▶ _Activity_
Find the string "photo" in the data, and copy out each line that has it.

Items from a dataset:
- - -
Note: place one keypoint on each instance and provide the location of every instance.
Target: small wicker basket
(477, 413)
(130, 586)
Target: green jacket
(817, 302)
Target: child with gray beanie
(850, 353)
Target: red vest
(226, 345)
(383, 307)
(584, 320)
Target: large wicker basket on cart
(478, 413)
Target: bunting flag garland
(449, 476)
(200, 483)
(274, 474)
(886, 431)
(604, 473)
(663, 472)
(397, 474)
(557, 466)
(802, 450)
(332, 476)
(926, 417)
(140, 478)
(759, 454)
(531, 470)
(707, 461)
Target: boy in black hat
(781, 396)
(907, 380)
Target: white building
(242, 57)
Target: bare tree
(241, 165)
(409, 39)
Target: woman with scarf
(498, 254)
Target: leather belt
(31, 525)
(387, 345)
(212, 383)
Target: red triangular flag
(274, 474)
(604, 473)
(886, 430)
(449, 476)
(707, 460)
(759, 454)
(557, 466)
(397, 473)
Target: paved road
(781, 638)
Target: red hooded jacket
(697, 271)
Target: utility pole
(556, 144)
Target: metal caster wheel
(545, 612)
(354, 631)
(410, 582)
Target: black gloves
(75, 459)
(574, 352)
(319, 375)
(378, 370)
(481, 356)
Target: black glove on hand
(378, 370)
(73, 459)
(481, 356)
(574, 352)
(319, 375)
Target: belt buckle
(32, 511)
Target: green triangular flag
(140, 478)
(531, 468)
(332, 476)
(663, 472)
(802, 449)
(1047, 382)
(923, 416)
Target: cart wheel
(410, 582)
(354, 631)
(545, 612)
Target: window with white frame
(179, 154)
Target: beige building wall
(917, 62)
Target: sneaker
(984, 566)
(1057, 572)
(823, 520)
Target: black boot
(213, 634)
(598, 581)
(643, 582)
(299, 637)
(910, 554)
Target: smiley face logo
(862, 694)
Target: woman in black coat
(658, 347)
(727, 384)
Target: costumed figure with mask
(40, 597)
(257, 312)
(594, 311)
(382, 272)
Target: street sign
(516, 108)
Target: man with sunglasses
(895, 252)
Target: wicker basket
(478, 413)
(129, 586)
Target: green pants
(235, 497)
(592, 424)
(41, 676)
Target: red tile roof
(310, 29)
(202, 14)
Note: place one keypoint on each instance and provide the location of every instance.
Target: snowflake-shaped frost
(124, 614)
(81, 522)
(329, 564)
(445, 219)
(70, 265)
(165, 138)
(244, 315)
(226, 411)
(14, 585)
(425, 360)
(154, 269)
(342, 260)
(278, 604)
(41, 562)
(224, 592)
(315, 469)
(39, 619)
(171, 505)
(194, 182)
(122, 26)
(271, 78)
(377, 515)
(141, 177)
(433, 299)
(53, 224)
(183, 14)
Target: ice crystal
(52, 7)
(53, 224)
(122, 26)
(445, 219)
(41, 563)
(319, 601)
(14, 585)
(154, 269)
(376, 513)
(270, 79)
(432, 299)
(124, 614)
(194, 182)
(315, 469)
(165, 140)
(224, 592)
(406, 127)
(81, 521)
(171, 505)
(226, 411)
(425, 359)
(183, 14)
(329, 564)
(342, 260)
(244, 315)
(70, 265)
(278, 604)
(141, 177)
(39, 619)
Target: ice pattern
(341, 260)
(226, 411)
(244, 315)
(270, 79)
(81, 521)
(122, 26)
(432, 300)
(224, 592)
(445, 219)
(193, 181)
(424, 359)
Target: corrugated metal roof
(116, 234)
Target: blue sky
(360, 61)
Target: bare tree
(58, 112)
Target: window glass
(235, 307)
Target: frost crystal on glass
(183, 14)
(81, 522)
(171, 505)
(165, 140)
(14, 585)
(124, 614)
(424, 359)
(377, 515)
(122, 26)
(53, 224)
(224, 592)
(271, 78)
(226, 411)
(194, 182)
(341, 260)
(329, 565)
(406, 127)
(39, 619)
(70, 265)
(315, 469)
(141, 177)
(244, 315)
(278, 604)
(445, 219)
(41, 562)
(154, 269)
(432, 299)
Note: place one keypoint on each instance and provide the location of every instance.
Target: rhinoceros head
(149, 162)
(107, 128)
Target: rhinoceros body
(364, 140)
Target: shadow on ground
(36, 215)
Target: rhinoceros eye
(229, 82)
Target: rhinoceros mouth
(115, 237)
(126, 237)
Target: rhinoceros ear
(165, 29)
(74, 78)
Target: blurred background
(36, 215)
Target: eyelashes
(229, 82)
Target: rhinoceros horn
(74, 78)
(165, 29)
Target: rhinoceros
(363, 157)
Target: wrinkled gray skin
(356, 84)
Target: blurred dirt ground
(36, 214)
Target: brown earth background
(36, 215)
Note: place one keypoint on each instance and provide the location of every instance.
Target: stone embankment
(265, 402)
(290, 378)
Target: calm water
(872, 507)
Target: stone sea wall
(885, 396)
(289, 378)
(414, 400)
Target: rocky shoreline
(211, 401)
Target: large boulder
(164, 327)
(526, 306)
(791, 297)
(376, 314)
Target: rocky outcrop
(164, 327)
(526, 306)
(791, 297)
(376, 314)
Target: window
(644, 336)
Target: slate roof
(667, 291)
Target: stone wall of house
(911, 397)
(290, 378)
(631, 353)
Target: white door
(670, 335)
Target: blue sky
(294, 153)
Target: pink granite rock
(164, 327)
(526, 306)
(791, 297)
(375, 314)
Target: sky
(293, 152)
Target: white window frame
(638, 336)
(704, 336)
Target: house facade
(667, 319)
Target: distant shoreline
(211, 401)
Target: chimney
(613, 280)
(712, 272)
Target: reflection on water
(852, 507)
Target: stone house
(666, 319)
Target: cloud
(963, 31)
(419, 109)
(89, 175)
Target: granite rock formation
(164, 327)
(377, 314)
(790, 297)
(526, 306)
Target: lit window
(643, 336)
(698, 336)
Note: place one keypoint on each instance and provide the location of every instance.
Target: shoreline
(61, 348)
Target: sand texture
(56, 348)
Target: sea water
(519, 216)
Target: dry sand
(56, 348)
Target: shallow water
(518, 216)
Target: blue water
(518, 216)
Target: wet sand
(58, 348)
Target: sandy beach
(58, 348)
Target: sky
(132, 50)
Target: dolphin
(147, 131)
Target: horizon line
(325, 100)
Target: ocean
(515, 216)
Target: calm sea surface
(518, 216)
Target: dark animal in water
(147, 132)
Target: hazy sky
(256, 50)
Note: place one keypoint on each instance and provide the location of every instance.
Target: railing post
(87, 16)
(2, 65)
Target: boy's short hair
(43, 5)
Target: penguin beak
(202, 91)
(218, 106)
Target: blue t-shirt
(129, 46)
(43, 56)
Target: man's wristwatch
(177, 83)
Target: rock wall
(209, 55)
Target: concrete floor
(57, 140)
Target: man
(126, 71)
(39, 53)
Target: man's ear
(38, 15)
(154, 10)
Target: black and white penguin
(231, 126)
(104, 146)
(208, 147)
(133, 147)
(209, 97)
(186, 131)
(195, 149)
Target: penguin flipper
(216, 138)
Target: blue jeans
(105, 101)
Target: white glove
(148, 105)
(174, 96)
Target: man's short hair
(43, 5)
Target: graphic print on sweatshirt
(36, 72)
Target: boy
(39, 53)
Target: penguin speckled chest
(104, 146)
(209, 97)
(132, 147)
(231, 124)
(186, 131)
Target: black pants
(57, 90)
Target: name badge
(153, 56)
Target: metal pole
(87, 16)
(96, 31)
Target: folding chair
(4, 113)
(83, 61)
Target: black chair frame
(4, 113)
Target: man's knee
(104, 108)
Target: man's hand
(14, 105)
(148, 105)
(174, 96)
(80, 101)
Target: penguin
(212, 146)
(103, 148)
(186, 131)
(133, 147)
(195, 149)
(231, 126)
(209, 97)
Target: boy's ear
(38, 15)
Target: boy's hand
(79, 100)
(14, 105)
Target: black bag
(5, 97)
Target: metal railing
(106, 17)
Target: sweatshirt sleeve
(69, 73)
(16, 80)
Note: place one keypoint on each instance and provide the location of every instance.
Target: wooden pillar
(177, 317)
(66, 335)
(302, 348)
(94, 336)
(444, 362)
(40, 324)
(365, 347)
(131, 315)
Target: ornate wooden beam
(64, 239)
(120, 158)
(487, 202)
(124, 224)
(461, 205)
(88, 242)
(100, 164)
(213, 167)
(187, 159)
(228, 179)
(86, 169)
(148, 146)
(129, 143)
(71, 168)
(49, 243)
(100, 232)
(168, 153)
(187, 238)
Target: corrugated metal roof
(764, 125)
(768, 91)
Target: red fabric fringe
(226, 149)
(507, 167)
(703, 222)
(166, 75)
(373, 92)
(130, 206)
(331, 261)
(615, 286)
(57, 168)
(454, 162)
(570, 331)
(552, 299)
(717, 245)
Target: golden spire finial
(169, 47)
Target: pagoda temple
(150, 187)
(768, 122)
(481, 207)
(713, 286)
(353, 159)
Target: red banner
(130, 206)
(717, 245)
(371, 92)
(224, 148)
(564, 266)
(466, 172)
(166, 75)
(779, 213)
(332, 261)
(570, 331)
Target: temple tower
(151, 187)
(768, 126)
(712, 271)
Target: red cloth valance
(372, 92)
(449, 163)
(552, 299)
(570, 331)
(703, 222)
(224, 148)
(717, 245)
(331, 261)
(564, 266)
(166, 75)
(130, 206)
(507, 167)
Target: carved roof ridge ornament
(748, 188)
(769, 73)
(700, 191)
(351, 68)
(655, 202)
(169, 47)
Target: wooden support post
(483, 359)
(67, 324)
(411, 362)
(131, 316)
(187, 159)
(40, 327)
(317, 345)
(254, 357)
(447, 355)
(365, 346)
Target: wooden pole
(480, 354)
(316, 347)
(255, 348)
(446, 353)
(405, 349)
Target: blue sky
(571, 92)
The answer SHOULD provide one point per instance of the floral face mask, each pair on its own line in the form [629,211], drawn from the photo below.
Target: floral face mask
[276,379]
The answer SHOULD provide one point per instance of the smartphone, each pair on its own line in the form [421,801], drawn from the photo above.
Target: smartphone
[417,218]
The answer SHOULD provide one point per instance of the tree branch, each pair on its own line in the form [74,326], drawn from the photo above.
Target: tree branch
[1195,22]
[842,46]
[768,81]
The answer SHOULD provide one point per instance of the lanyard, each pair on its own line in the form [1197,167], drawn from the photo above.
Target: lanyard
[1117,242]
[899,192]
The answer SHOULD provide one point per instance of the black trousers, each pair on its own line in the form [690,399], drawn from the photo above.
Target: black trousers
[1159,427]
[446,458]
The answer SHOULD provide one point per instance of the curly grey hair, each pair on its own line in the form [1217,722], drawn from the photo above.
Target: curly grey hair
- - -
▶ _Finished exercise_
The answer SHOULD provide one point per instance of the floral face mask, each pair on its own line in the form [629,211], drawn from the photo below.
The answer SHOULD provide one point per instance of the smartphone, each pair on its own line in the form [421,801], drawn from the photo above.
The answer SHOULD provide one point per instance of the tree branch, each pair on its own line in the form [74,326], drawn from the photo above.
The answer SHOULD provide one point per instance of the lanyard, each pair on its own line in the form [1197,167], drawn from the photo above.
The answer SHOULD provide one point per instance of the black trousers, each pair on its own line in the form [690,399], drawn from the photo above.
The answer SHOULD provide one point per instance of the curly grey hair, each pair on its own line in the form [1217,722], drawn from the photo above.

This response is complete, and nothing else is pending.